[Work required] Gather every line in the listing that contains the string "sneaker", and copy each such line in full.

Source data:
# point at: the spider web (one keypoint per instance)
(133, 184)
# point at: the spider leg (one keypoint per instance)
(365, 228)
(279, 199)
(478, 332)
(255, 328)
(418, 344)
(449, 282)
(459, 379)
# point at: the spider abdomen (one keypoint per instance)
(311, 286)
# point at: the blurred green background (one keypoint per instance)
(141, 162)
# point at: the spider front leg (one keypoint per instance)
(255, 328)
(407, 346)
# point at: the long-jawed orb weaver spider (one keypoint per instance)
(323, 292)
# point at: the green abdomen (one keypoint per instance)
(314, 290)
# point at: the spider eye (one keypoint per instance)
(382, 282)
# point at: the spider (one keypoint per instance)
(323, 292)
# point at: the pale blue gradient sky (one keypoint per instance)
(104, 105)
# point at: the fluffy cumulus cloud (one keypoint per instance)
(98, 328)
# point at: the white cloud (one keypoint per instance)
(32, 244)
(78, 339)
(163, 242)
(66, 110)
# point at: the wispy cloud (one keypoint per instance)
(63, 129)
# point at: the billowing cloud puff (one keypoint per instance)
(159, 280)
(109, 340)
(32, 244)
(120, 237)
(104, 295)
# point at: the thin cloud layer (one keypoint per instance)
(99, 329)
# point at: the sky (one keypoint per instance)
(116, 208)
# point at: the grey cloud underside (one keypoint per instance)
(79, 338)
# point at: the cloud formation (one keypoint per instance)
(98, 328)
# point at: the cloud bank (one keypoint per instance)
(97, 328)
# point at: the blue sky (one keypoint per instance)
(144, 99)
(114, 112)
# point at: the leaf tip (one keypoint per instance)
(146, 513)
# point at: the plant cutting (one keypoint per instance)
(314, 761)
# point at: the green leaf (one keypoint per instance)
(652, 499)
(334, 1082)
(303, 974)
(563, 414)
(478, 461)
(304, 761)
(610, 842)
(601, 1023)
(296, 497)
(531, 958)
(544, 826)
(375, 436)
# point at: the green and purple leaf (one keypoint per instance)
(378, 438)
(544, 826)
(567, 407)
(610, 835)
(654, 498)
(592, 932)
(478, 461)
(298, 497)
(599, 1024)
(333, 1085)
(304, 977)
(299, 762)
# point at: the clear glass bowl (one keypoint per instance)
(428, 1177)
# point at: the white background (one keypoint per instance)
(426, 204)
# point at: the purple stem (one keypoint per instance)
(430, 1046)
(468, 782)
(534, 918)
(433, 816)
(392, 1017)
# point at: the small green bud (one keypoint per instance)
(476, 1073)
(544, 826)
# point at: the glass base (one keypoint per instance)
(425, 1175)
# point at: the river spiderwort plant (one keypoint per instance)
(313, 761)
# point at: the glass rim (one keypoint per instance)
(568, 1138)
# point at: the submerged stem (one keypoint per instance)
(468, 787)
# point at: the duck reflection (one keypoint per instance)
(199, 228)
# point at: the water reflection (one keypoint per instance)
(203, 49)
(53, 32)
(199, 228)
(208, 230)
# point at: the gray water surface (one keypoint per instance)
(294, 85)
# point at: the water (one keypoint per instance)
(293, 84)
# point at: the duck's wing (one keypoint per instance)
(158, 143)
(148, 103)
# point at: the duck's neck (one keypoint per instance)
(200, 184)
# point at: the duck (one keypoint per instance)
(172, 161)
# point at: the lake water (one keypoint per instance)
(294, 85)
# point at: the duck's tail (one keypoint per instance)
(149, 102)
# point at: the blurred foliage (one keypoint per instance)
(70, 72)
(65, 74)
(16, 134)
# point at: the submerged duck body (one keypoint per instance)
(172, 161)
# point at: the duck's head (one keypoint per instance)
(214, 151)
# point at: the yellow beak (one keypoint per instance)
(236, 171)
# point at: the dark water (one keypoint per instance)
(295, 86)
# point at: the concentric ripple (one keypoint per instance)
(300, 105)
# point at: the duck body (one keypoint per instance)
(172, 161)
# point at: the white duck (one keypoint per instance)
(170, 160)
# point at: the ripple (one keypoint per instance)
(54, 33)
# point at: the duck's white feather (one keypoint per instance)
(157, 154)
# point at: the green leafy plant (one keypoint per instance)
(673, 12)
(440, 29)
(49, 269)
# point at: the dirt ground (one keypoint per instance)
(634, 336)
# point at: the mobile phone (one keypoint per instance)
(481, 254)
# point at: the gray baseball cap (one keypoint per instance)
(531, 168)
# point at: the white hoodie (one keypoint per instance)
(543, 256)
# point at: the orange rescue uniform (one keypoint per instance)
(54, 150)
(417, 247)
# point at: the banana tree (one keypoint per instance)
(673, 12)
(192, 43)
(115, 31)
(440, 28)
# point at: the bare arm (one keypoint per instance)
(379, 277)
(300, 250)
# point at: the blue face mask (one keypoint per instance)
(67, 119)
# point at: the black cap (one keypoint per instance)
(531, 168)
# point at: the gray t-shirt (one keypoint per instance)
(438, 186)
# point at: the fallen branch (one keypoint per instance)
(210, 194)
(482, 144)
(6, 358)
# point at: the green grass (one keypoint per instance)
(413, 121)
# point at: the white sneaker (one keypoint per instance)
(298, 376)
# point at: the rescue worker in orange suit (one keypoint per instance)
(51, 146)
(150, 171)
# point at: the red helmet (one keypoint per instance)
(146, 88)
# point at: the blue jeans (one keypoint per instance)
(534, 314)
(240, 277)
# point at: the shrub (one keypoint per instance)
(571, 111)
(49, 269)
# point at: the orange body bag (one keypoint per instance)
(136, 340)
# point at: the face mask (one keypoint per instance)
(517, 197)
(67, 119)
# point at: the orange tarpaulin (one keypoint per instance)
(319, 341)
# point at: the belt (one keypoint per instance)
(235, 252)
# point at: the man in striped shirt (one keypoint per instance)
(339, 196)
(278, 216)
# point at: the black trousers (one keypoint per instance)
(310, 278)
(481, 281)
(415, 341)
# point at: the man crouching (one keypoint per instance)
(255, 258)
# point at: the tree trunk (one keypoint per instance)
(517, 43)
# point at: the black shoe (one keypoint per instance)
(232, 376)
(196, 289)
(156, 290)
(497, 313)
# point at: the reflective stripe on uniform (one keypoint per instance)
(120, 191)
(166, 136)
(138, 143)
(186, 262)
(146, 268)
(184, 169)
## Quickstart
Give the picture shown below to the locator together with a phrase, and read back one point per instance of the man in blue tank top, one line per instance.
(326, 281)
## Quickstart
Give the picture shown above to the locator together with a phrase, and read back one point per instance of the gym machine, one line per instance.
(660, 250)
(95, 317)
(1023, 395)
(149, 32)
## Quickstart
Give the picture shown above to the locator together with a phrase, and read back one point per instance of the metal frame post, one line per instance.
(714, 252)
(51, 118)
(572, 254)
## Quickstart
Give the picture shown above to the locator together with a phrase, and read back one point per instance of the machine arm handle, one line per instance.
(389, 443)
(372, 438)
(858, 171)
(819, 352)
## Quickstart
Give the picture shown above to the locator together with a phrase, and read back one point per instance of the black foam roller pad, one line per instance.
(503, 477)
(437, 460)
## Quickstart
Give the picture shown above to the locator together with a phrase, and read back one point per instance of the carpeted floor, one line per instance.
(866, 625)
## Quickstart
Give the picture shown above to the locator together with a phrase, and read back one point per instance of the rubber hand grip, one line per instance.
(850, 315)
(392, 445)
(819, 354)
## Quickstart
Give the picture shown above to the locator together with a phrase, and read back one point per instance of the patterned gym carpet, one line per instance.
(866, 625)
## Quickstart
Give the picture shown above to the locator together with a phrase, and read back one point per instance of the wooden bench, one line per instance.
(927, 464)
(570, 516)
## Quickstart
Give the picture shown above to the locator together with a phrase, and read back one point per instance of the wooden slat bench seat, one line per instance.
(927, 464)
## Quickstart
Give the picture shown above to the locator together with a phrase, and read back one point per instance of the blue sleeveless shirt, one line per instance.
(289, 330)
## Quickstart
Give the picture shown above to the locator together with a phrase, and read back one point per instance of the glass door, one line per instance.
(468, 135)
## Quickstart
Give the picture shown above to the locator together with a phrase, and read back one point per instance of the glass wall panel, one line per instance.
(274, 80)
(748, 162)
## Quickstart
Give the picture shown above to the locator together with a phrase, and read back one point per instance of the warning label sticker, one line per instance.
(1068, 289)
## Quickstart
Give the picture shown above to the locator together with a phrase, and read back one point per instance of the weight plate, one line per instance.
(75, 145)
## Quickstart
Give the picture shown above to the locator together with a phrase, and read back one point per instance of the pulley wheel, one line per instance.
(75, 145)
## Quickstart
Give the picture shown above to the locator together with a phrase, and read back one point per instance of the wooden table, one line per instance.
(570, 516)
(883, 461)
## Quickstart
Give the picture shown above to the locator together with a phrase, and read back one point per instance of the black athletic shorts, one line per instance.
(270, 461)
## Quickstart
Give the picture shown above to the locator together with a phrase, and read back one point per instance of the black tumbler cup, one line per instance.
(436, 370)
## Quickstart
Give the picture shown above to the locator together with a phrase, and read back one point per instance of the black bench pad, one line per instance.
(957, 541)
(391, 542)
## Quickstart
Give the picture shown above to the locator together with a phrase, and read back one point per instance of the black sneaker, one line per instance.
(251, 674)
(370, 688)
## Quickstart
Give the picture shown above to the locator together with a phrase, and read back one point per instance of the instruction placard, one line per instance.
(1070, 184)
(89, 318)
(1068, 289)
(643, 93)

[Expected answer]
# point at: the white sneaker (one keypoint per instance)
Give the picture shown above to the locator together with a phrase, and read back one point per instance of the black sneaker, one line per instance.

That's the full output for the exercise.